### Source text
^^^^^^^^
An object is dropped from a height of 75.0 m above ground level. (a) Determine the distance traveled during the first second. (b) Determine the final velocity at which the object hits the ground. (c) Determine the distance traveled during the last second of motion before hitting the ground.


Solution:

Consider Figure 1. The object was dropped from a height of 75.0 m. At the start of motion, the velocity is zero, v_{oy}=0.

The object traveled for a period of time t for the whole 75.0 m distance to the ground.

Part A

We are solving for the distance traveled by the object for the first 1 second. So, we have

\begin{align*}
\Delta y & = v_{oy} t + \frac{1}{2}at^2\\
\Delta y & = \left( 0 \ \text{m/s} \right)\left( 1 \ \text{s} \right)+\frac{1}{2}\left( -9.81 \ \text{m/s}^2 \right)\left( 1 \ \text{s} \right)^2 \\
\Delta y & = 0 -4.905 \ \text{m} \\
\Delta y & = -4.91 \ \text{m} \\
|\Delta y| & =4.91 \ \text{m}
\end{align*}

The negative sign of Δy indicates that the direction of the displacement is downward. Since we are looking for the scalar value of the distance, the answer is 4.91 m.

Part B

So we now consider the two positions of the object as shown in the figure to the right. The initial height of the object is 75.0 m above the ground, and the initial velocity is 0.
^^^^^^^^
Data entries
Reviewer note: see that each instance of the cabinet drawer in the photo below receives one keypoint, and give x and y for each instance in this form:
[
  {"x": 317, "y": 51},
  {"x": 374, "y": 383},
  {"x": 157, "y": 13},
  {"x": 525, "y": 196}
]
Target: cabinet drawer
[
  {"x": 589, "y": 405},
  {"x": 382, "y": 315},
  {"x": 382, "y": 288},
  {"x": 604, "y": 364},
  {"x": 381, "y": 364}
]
^^^^^^^^
### Requirements
1. Please rename "cabinet drawer" to "drawer front" throughout the rows, reproducing them with no other changes.
2. Carry the dropped-object solution further, picking up right after its final sentence.
The rows have no connection to the text about the dropped object.

### Answers for the tasks
1.
Reviewer note: see that each instance of the drawer front in the photo below receives one keypoint, and give x and y for each instance in this form:
[
  {"x": 317, "y": 51},
  {"x": 374, "y": 383},
  {"x": 157, "y": 13},
  {"x": 525, "y": 196}
]
Target: drawer front
[
  {"x": 589, "y": 405},
  {"x": 382, "y": 315},
  {"x": 382, "y": 288},
  {"x": 604, "y": 364},
  {"x": 381, "y": 364}
]

2.
At the ground, we know that the position of the object is 0 m above the ground, but we do not know the time and velocity. Therefore, to determine the velocity of the object at this point, we proceed as follows:

\begin{align*}
\left( v_2 \right)^2 & =\left( v_1 \right)^2+2a \Delta y \\
\left( v_2 \right)^2 & =\left( v_1 \right)^2+2a \left( y_2-y_1 \right) \\
v_2 & = \pm \sqrt{\left( v_1 \right)^2+2a \left( y_2-y_1 \right)}\\
v_2 & = \pm \sqrt{\left( 0\ \text{m/s} \right)^2+2\left( -9.81\ \text{m/s}^2 \right)\left( 0 \ \text{m}-75\ \text{m} \right)} \\
v_2 & = \pm \ 38.4\ \text{m/s}\\
v_2 & =- 38.4\ \text{m/s}\\
\end{align*}

Since the object is directing downwards when it hit the ground, the velocity is negative.

Part C

First, we calculate the total time of the object’s motion from the beginning to the ground.

\begin{align*}
\Delta y & =\bcancel{v_{oy}t}+ \frac{1}{2}at^2 \\
\Delta y & = \frac{1}{2}at^2 \\
0 \text{m}-75\ \text{m} & = \frac{1}{2}\left( -9.81\ \text{m/s}^2 \right)t^2 \\
t^2& =\frac{-75\ \text{m}}{-4.905 \text{m/s}^2}\\
t&=\sqrt{\frac{75\ \text{m}}{4.905 \text{m/s}^2}}\\
t&=3.91 \ \text{s}
\end{align*}

Second, determine the total distance traveled from 0 s to 2.91 s, leaving out the last 1 s of the motion.

\begin{align*}
\Delta y & = v_{oy} t + \frac{1}{2}at^2\\
\Delta y & = \left( 0 \ \text{m/s} \right)\left( 1 \ \text{s} \right)+\frac{1}{2}\left( -9.81 \ \text{m/s}^2 \right)\left( 2.91 \ \text{s} \right)^2 \\
\Delta y & = 0 -41.5 \ \text{m} \\
\Delta y & = -41.5 \ \text{m} \\
|\Delta y| & =41.5 \ \text{m}
\end{align*}

Finally, subtract this distance from the total distance traveled to get the distance traveled in the last 1 second.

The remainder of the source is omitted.